Assignment: Please report every line in the material below where the word "petal" is found.
****************
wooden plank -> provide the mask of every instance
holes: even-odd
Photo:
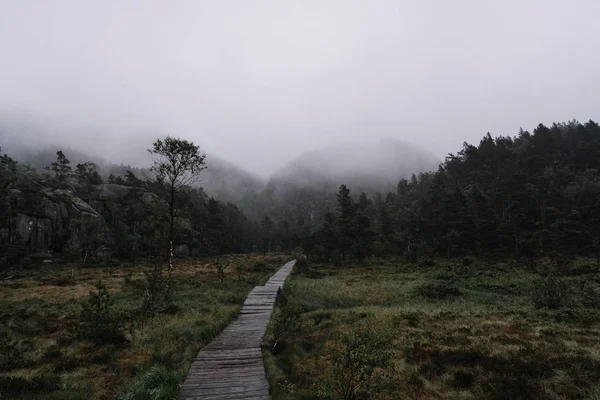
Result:
[[[277,292],[295,263],[285,264],[264,286],[252,289],[238,317],[198,353],[179,399],[269,399],[260,345]]]

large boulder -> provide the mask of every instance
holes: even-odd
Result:
[[[136,195],[146,205],[150,205],[155,201],[163,202],[157,195],[148,192],[144,188],[116,185],[114,183],[103,183],[94,186],[91,199],[100,202],[118,202],[133,195]]]
[[[75,196],[71,190],[47,188],[41,190],[40,194],[50,200],[50,202],[46,202],[46,207],[43,208],[49,218],[56,218],[57,215],[64,217],[65,214],[86,214],[102,218],[92,206]]]
[[[57,240],[66,240],[64,232],[78,218],[96,220],[99,237],[105,242],[111,240],[102,216],[71,189],[48,188],[36,182],[20,188],[15,196],[19,206],[16,229],[22,242],[33,251],[47,251]]]
[[[103,183],[94,186],[92,198],[98,201],[117,201],[124,199],[132,190],[137,188],[112,183]]]

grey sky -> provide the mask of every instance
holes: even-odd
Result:
[[[263,175],[365,137],[443,157],[598,119],[598,16],[598,0],[0,0],[0,111],[96,135],[113,160],[166,133]]]

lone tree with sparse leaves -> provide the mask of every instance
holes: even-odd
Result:
[[[200,146],[196,146],[193,142],[170,136],[163,140],[157,139],[148,152],[153,161],[151,171],[156,174],[156,181],[165,190],[169,203],[168,279],[173,271],[175,217],[179,209],[180,193],[184,187],[195,183],[200,172],[206,169],[204,162],[206,156],[200,153]]]

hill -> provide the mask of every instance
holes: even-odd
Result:
[[[393,138],[343,143],[301,155],[277,171],[271,182],[301,188],[345,183],[356,190],[385,191],[401,178],[437,169],[439,162],[433,153]]]
[[[258,215],[308,222],[336,205],[337,188],[354,196],[395,191],[398,181],[436,170],[431,152],[398,139],[343,143],[307,152],[277,171],[250,207]]]
[[[132,155],[130,160],[124,160],[134,165],[115,164],[101,155],[84,150],[81,141],[72,141],[72,137],[63,140],[64,143],[56,143],[53,136],[56,136],[57,132],[48,129],[34,122],[3,120],[0,122],[0,146],[20,163],[29,164],[37,169],[43,169],[55,161],[56,151],[62,150],[71,161],[72,168],[78,163],[91,161],[98,166],[100,174],[105,178],[110,174],[124,175],[127,170],[131,170],[141,179],[150,175],[145,168],[150,166],[151,161],[150,158],[143,157],[144,147],[132,151],[135,155]],[[147,147],[149,146],[150,143]],[[260,177],[214,154],[207,154],[206,164],[208,168],[202,173],[198,186],[209,196],[219,200],[230,201],[243,207],[245,199],[258,193],[265,186],[266,182]]]

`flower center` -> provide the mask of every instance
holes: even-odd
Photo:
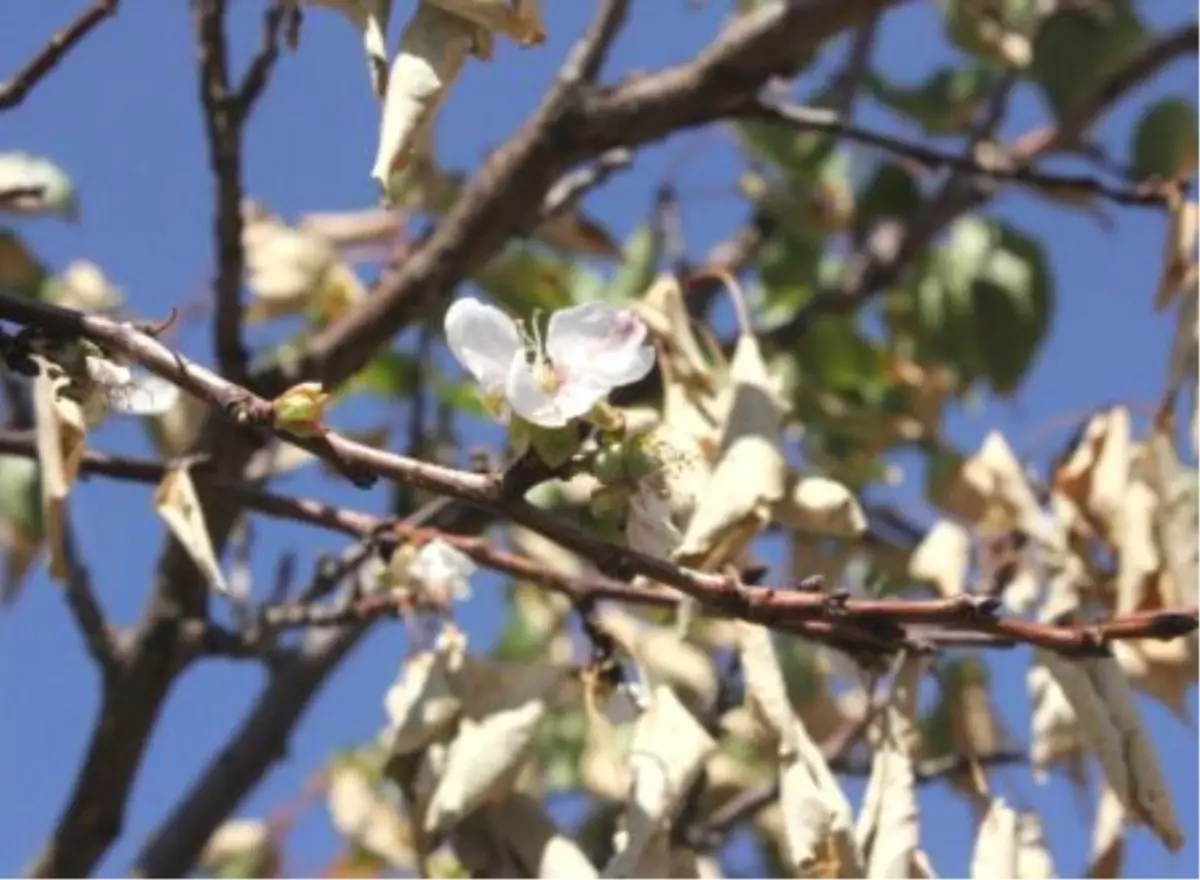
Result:
[[[533,381],[546,394],[554,394],[562,387],[562,376],[545,358],[539,357],[533,365]]]

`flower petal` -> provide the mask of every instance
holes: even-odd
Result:
[[[533,368],[523,357],[513,358],[504,393],[513,411],[527,422],[543,428],[561,428],[568,421],[559,411],[555,395],[542,390]]]
[[[550,316],[546,353],[571,380],[616,388],[636,382],[654,366],[646,325],[633,312],[604,303],[561,309]]]
[[[450,351],[484,392],[503,390],[509,368],[522,351],[513,319],[495,306],[467,298],[446,310],[445,326]]]

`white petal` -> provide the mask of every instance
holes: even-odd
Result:
[[[559,411],[556,396],[538,385],[533,368],[524,357],[513,358],[509,365],[504,393],[513,411],[527,422],[543,428],[561,428],[569,421]]]
[[[158,376],[139,376],[124,385],[106,387],[108,405],[130,416],[158,416],[179,399],[179,388]]]
[[[88,375],[101,385],[128,385],[133,381],[129,367],[100,357],[86,357]]]
[[[591,376],[581,379],[568,377],[554,393],[554,406],[569,422],[591,412],[592,407],[607,397],[611,389],[612,385],[608,382]]]
[[[568,378],[589,377],[609,388],[636,382],[654,366],[646,325],[625,309],[587,303],[550,316],[546,353]]]
[[[446,343],[489,394],[503,390],[509,368],[522,350],[513,319],[470,298],[457,300],[446,310]]]
[[[467,579],[474,572],[471,557],[441,540],[422,547],[408,568],[409,576],[427,589],[445,591],[455,599],[470,595]]]

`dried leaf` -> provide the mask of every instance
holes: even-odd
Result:
[[[731,561],[767,525],[786,490],[787,464],[779,449],[784,407],[749,332],[738,339],[730,380],[733,402],[717,464],[675,552],[676,561],[696,568]]]
[[[68,574],[66,557],[67,495],[83,465],[87,428],[80,405],[64,393],[70,379],[58,365],[37,356],[33,381],[34,425],[41,466],[42,528],[49,554],[50,577],[62,583]]]
[[[1051,880],[1054,857],[1046,846],[1042,820],[1037,813],[1017,814],[1017,877],[1022,880]]]
[[[1036,656],[1062,686],[1122,805],[1133,818],[1148,825],[1168,849],[1178,850],[1183,835],[1175,821],[1170,792],[1120,666],[1111,657],[1068,660],[1042,649]]]
[[[95,263],[72,260],[58,277],[46,286],[45,297],[64,309],[80,312],[111,312],[121,306],[125,295]]]
[[[793,528],[839,538],[857,538],[867,530],[866,514],[853,493],[825,477],[795,480],[775,506],[775,518]]]
[[[302,0],[291,0],[299,3]],[[387,29],[392,0],[303,0],[312,6],[335,9],[362,33],[363,51],[375,97],[382,98],[387,80]]]
[[[1159,547],[1179,592],[1179,605],[1195,605],[1200,582],[1200,527],[1197,524],[1196,478],[1179,463],[1170,434],[1156,426],[1150,435],[1150,485],[1158,493]],[[1174,603],[1173,603],[1174,604]]]
[[[529,754],[546,714],[557,667],[470,665],[455,677],[467,717],[446,752],[446,765],[425,812],[426,832],[452,827],[502,795]]]
[[[1030,714],[1029,761],[1033,777],[1045,782],[1046,773],[1059,761],[1078,763],[1084,748],[1079,716],[1066,692],[1048,668],[1034,664],[1026,677],[1033,710]]]
[[[1154,308],[1162,311],[1183,287],[1189,269],[1196,260],[1196,235],[1200,232],[1200,208],[1195,202],[1178,199],[1171,206],[1171,222],[1163,247],[1162,275]]]
[[[213,832],[196,864],[215,876],[273,877],[279,871],[279,852],[264,820],[229,819]],[[225,873],[235,864],[251,870]]]
[[[888,706],[872,730],[871,775],[855,838],[867,877],[911,877],[920,849],[920,810],[913,760],[920,745],[917,686],[925,662],[905,657]]]
[[[379,148],[371,177],[390,193],[393,173],[401,172],[470,53],[490,55],[480,26],[422,2],[404,28],[388,74]]]
[[[971,533],[958,523],[940,519],[917,545],[908,575],[932,584],[945,598],[962,595],[971,566]]]
[[[424,0],[511,37],[520,46],[546,42],[541,0]]]
[[[645,866],[646,851],[669,828],[683,796],[716,747],[716,740],[671,688],[654,688],[649,708],[634,726],[629,748],[624,845],[605,866],[605,877],[641,876],[637,871]]]
[[[1017,814],[1004,802],[993,798],[975,838],[971,856],[971,876],[976,880],[1021,877],[1017,873]]]
[[[79,212],[75,185],[48,159],[0,153],[0,212],[74,219]]]
[[[1088,877],[1120,877],[1125,856],[1125,808],[1111,785],[1104,787],[1096,804],[1092,826],[1092,858]]]
[[[771,631],[744,620],[737,621],[735,626],[747,700],[779,742],[780,756],[790,758],[797,750],[796,713],[788,697]]]
[[[1114,407],[1092,417],[1074,454],[1054,475],[1054,488],[1110,542],[1121,529],[1131,452],[1129,410]]]
[[[393,754],[423,749],[458,720],[463,705],[452,677],[462,668],[465,650],[466,640],[447,627],[432,651],[422,651],[401,667],[384,698],[389,720],[385,741]]]
[[[511,794],[495,806],[478,811],[474,819],[487,826],[492,838],[486,861],[477,865],[477,876],[571,877],[586,880],[599,876],[583,850],[564,834],[535,799],[524,794]],[[463,823],[460,828],[466,828]],[[511,863],[515,873],[501,873],[497,866],[496,849],[505,854],[501,862]],[[459,851],[464,864],[470,859]]]
[[[204,520],[204,510],[192,484],[188,466],[172,467],[163,474],[154,492],[154,509],[171,530],[192,562],[218,593],[229,594],[229,584],[221,571]]]
[[[343,837],[392,868],[415,867],[411,826],[359,770],[342,766],[330,773],[326,804],[333,827]]]

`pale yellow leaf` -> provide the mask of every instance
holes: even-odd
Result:
[[[1157,512],[1154,490],[1141,480],[1132,481],[1125,492],[1117,542],[1117,601],[1113,609],[1117,614],[1141,608],[1146,589],[1162,566],[1154,533]]]
[[[825,477],[796,479],[775,506],[775,518],[793,528],[840,538],[856,538],[867,529],[866,514],[850,490]]]
[[[979,825],[971,876],[975,880],[1012,880],[1017,873],[1017,814],[1003,798],[993,798]]]
[[[334,769],[329,776],[326,804],[334,829],[343,837],[394,869],[406,871],[415,866],[408,821],[361,772],[349,766]]]
[[[111,312],[125,301],[121,288],[88,260],[72,260],[50,283],[46,294],[57,306],[89,313]]]
[[[209,586],[227,595],[229,584],[213,550],[208,525],[204,521],[204,510],[187,466],[172,467],[163,474],[154,492],[154,510],[191,557]]]
[[[1197,524],[1196,478],[1179,463],[1170,434],[1156,427],[1150,435],[1150,485],[1158,494],[1159,547],[1177,595],[1168,605],[1195,605],[1200,583],[1200,528]]]
[[[34,426],[37,432],[38,463],[41,466],[42,528],[49,555],[50,577],[67,578],[67,496],[79,477],[87,441],[82,408],[65,395],[70,380],[62,369],[40,356],[33,380]]]
[[[1088,877],[1120,877],[1125,855],[1125,807],[1111,785],[1104,786],[1092,826]]]
[[[479,25],[432,3],[419,3],[404,28],[388,74],[379,147],[371,177],[385,191],[403,171],[421,129],[430,123],[467,55],[484,52]]]
[[[1062,686],[1096,751],[1109,785],[1130,815],[1171,851],[1183,845],[1170,792],[1133,705],[1129,682],[1111,657],[1067,659],[1039,649],[1038,662]]]
[[[229,819],[217,826],[196,864],[216,874],[232,860],[241,860],[251,853],[259,853],[266,864],[278,863],[271,826],[263,819]]]
[[[738,339],[730,380],[733,400],[717,463],[675,553],[677,561],[697,568],[723,565],[740,553],[770,521],[786,490],[787,464],[779,449],[785,412],[749,333]]]
[[[451,677],[461,668],[465,649],[458,631],[447,627],[432,651],[422,651],[401,667],[384,698],[389,720],[385,741],[394,754],[424,748],[458,720],[463,706]]]
[[[1195,202],[1177,199],[1171,205],[1170,223],[1163,246],[1162,275],[1154,308],[1162,311],[1171,304],[1183,285],[1188,269],[1196,259],[1196,234],[1200,231],[1200,208]]]
[[[871,775],[855,828],[865,876],[910,877],[920,847],[920,809],[913,760],[920,745],[917,686],[925,661],[905,657],[891,700],[870,731]]]
[[[1083,753],[1084,737],[1079,716],[1050,670],[1041,664],[1029,668],[1026,677],[1030,714],[1029,761],[1033,776],[1045,782],[1046,773],[1060,761],[1077,761]]]
[[[790,758],[797,749],[796,713],[788,697],[771,631],[744,620],[737,621],[736,626],[746,697],[778,741],[780,756]]]
[[[1058,875],[1054,857],[1046,846],[1045,831],[1037,813],[1017,814],[1017,877],[1021,880],[1051,880]]]
[[[915,581],[932,584],[946,598],[961,595],[971,565],[971,534],[958,523],[940,519],[933,524],[908,561]]]
[[[658,559],[671,557],[682,542],[683,534],[671,517],[671,505],[665,493],[640,485],[629,497],[625,540],[639,553]]]
[[[424,0],[447,12],[499,31],[521,46],[546,42],[541,0]]]
[[[674,818],[683,796],[716,749],[716,740],[665,685],[654,688],[629,747],[630,787],[624,846],[605,877],[639,876],[636,869]],[[669,854],[669,852],[668,852]]]

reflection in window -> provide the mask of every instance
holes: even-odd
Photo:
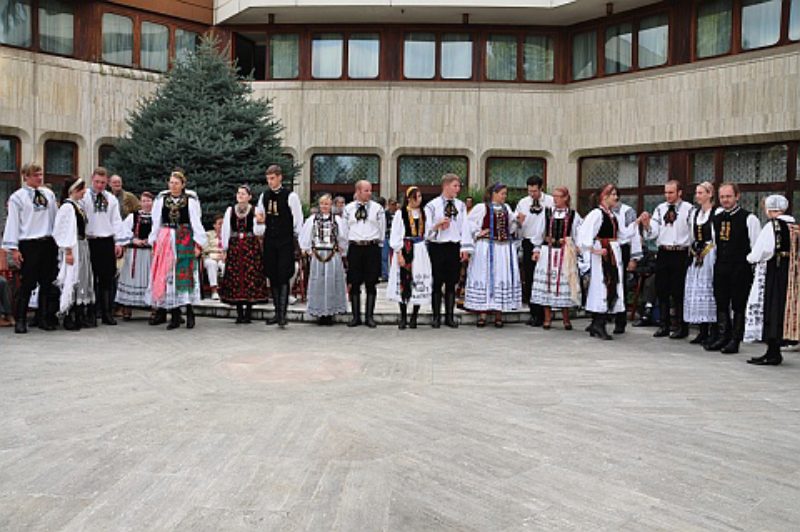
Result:
[[[710,0],[697,8],[697,57],[727,54],[731,49],[731,0]]]
[[[31,0],[0,0],[0,44],[31,45]]]
[[[0,172],[17,173],[17,148],[19,141],[16,137],[0,137]],[[5,205],[5,204],[4,204]]]
[[[612,183],[619,188],[639,186],[639,156],[587,157],[581,160],[581,188],[598,190]]]
[[[409,33],[403,44],[403,76],[408,79],[433,79],[436,75],[436,36]]]
[[[70,4],[60,0],[39,0],[39,48],[44,52],[72,55],[74,18]]]
[[[74,142],[48,140],[44,143],[44,172],[47,175],[76,174],[75,159],[78,146]]]
[[[572,39],[572,79],[593,78],[597,74],[597,33],[579,33]]]
[[[141,67],[166,72],[169,64],[169,28],[142,22]]]
[[[522,53],[525,81],[552,81],[555,51],[553,39],[544,35],[528,35]]]
[[[97,150],[97,164],[99,166],[108,167],[108,158],[115,151],[117,151],[117,149],[111,144],[101,145]]]
[[[502,182],[509,189],[527,190],[528,178],[544,178],[545,160],[539,158],[490,157],[486,161],[486,184]]]
[[[786,180],[788,148],[785,144],[725,150],[725,181],[736,183],[779,183]]]
[[[472,77],[472,38],[464,33],[442,35],[442,78]]]
[[[639,22],[639,68],[663,65],[669,47],[669,16],[645,17]]]
[[[341,33],[321,33],[311,41],[311,76],[316,79],[342,77],[344,41]]]
[[[633,29],[618,24],[606,29],[606,74],[627,72],[633,63]]]
[[[669,181],[669,155],[648,155],[644,177],[646,185],[660,186]]]
[[[486,79],[517,79],[517,36],[489,35],[486,40]]]
[[[467,158],[461,156],[402,155],[398,159],[401,186],[441,184],[444,174],[456,174],[466,182]]]
[[[792,0],[789,10],[789,38],[797,41],[800,40],[800,0]],[[795,203],[795,210],[798,207]]]
[[[701,151],[691,155],[692,183],[714,182],[714,152]]]
[[[380,71],[381,40],[377,33],[354,33],[347,41],[347,75],[375,79]]]
[[[133,65],[133,20],[103,13],[103,61],[115,65]]]
[[[781,38],[781,0],[742,0],[742,49],[772,46]]]
[[[256,32],[235,33],[234,47],[239,74],[252,76],[255,81],[265,80],[267,36]]]
[[[377,155],[314,155],[311,157],[312,183],[352,185],[366,180],[378,183],[380,157]]]
[[[269,40],[270,79],[295,79],[300,75],[300,36],[278,33]]]
[[[180,28],[175,30],[175,59],[182,61],[197,50],[200,35]]]

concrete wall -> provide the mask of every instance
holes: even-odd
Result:
[[[0,47],[0,134],[42,159],[49,138],[74,140],[80,172],[158,76]],[[800,45],[565,86],[490,83],[257,82],[274,99],[288,151],[381,156],[383,195],[403,154],[470,159],[470,183],[489,156],[541,156],[550,186],[577,185],[585,155],[800,138]]]

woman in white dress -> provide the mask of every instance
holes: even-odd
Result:
[[[153,264],[150,286],[152,302],[162,313],[171,311],[167,329],[181,325],[181,307],[186,307],[186,328],[194,328],[192,305],[200,302],[199,259],[206,243],[197,194],[186,190],[186,177],[175,171],[169,189],[161,192],[153,206]],[[160,321],[160,320],[158,320]]]
[[[486,313],[494,313],[494,326],[503,326],[503,312],[522,306],[519,261],[514,233],[517,219],[506,203],[508,188],[497,183],[486,189],[484,202],[470,211],[468,220],[475,252],[467,268],[464,306],[479,312],[478,327],[486,326]]]
[[[612,212],[618,202],[617,187],[604,186],[597,207],[586,215],[578,231],[578,245],[591,257],[586,310],[592,313],[592,323],[588,331],[603,340],[613,339],[606,332],[608,316],[625,311],[622,290],[625,265],[617,240],[631,238],[640,222],[637,218],[627,227],[620,226],[619,218]]]
[[[684,285],[683,321],[696,323],[700,333],[690,342],[708,345],[717,341],[717,304],[714,299],[714,262],[717,250],[714,246],[714,185],[704,181],[697,185],[694,193],[698,205],[689,218],[692,240],[689,246],[691,262],[686,270]]]
[[[61,208],[53,225],[53,238],[59,249],[60,268],[56,285],[61,290],[59,316],[64,329],[77,331],[89,326],[87,305],[94,305],[94,276],[86,240],[86,213],[81,199],[86,193],[83,179],[64,183]]]
[[[389,247],[394,253],[389,270],[386,297],[400,305],[398,327],[417,328],[420,305],[431,302],[433,275],[428,248],[425,244],[425,213],[422,192],[417,187],[406,190],[406,200],[392,219]],[[408,321],[408,304],[413,305]]]
[[[569,309],[581,304],[580,277],[578,275],[578,230],[583,219],[570,209],[569,189],[553,190],[555,208],[545,211],[538,228],[542,244],[533,250],[536,269],[533,273],[531,303],[544,308],[542,327],[549,329],[553,309],[561,310],[564,329],[572,330]]]
[[[139,201],[141,209],[130,213],[122,221],[127,244],[119,272],[116,302],[123,305],[122,319],[125,321],[131,319],[132,307],[150,307],[150,264],[153,249],[147,239],[153,227],[153,194],[142,192]]]
[[[330,194],[320,196],[318,205],[319,212],[306,219],[298,239],[300,249],[311,259],[306,311],[320,325],[333,325],[334,316],[347,313],[342,262],[347,254],[347,224],[333,213]]]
****************
Problem solution:
`flower petal` -> provide the mask of every instance
`white petal` -> provide the mask of every instance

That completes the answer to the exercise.